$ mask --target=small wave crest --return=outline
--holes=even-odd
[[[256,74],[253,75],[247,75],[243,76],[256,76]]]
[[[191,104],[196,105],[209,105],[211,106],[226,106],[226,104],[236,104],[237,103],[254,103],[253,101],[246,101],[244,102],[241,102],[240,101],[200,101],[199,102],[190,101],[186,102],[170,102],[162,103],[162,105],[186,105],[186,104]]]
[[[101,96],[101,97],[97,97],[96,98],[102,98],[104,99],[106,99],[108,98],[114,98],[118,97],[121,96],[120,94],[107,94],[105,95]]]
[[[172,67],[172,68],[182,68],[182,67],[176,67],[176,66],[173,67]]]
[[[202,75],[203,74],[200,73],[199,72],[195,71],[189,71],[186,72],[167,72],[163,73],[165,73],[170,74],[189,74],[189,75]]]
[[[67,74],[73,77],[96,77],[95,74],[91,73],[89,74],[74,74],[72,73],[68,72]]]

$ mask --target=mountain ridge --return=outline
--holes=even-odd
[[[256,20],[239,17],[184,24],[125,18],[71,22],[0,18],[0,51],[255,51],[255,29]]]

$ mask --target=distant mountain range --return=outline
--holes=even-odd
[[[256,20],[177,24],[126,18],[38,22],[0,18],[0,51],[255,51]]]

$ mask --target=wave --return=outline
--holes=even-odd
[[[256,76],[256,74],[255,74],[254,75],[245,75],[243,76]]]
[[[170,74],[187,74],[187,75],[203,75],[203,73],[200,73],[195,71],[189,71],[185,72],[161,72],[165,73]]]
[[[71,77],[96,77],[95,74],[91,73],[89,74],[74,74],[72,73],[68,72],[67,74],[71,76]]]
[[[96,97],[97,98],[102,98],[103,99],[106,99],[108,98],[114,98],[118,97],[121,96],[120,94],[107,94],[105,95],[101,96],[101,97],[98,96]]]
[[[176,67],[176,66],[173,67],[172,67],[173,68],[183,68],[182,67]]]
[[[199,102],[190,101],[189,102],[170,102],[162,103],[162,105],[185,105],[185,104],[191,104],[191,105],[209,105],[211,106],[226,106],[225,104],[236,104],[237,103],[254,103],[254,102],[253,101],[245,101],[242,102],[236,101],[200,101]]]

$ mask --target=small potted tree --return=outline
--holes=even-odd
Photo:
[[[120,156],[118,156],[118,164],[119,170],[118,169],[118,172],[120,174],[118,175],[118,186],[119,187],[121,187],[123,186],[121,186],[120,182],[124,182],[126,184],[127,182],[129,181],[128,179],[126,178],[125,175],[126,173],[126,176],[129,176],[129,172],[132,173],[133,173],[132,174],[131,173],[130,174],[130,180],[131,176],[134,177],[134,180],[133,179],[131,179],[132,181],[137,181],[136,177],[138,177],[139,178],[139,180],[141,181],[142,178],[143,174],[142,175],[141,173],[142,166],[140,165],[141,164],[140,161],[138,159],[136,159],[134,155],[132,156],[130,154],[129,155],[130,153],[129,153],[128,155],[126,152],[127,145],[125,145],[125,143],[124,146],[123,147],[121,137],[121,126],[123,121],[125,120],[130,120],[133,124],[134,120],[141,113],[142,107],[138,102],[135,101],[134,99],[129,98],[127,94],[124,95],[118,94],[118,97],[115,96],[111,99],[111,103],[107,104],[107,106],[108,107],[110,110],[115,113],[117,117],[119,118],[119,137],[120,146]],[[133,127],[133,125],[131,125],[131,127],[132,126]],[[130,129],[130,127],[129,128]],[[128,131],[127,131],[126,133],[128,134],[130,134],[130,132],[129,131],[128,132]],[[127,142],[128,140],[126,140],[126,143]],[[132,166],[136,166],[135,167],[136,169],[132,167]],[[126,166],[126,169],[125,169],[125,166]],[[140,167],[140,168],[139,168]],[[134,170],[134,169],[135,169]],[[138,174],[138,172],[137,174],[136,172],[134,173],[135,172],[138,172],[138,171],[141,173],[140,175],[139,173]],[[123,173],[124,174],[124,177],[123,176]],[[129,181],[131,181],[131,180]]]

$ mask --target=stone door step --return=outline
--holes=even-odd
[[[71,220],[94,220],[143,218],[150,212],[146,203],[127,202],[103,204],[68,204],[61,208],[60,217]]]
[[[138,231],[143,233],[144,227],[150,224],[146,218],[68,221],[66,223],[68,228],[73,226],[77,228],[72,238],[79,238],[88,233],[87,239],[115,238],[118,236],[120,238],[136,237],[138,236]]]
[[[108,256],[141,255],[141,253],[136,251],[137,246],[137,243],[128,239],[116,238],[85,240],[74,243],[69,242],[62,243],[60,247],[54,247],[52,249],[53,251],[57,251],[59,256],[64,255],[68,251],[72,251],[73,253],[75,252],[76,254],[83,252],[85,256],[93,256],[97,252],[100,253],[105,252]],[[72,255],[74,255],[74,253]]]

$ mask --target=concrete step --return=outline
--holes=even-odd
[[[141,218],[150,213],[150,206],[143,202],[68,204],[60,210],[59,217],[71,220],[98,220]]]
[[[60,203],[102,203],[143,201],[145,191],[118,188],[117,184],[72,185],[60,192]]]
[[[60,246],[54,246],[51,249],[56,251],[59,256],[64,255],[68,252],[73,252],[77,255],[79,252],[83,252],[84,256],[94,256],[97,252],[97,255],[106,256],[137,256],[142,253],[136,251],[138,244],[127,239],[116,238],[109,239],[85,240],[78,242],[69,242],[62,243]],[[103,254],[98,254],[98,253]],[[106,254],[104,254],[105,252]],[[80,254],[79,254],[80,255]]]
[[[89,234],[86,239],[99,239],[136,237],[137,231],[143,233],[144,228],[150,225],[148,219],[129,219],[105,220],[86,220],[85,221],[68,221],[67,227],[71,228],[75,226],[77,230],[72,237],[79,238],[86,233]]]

__EXERCISE TASK__. Rewrite the items from the beginning through the line containing "[[[256,20],[177,24],[126,18],[38,22],[0,18],[0,51],[255,51]]]", inclusive, with "mountain ridge" changed to "ridgeline" and nothing else altered.

__FINAL RESULT__.
$ mask --target=small wave crest --return=outline
--holes=even-odd
[[[256,74],[253,75],[247,75],[243,76],[256,76]]]
[[[191,104],[196,105],[209,105],[211,106],[226,106],[226,104],[236,104],[237,103],[254,103],[253,101],[246,101],[244,102],[241,102],[240,101],[200,101],[199,102],[190,101],[186,102],[170,102],[162,103],[162,105],[186,105],[186,104]]]
[[[101,96],[101,97],[97,97],[96,98],[102,98],[104,99],[106,99],[108,98],[114,98],[118,97],[121,96],[120,94],[107,94],[105,95]]]
[[[172,67],[172,68],[182,68],[182,67],[176,67],[176,66],[173,67]]]
[[[202,75],[203,74],[200,73],[199,72],[195,71],[189,71],[186,72],[167,72],[163,73],[165,73],[170,74],[189,74],[189,75]]]
[[[67,74],[73,77],[96,77],[95,74],[91,73],[89,74],[74,74],[72,73],[68,72]]]

$ mask --target=ridgeline --return=outline
--holes=even-odd
[[[256,20],[239,17],[184,24],[125,18],[71,22],[0,18],[0,51],[255,51],[255,29]]]

$ mask --target=distant mountain range --return=outline
--holes=even-odd
[[[256,20],[177,24],[126,18],[38,22],[0,18],[0,51],[255,51]]]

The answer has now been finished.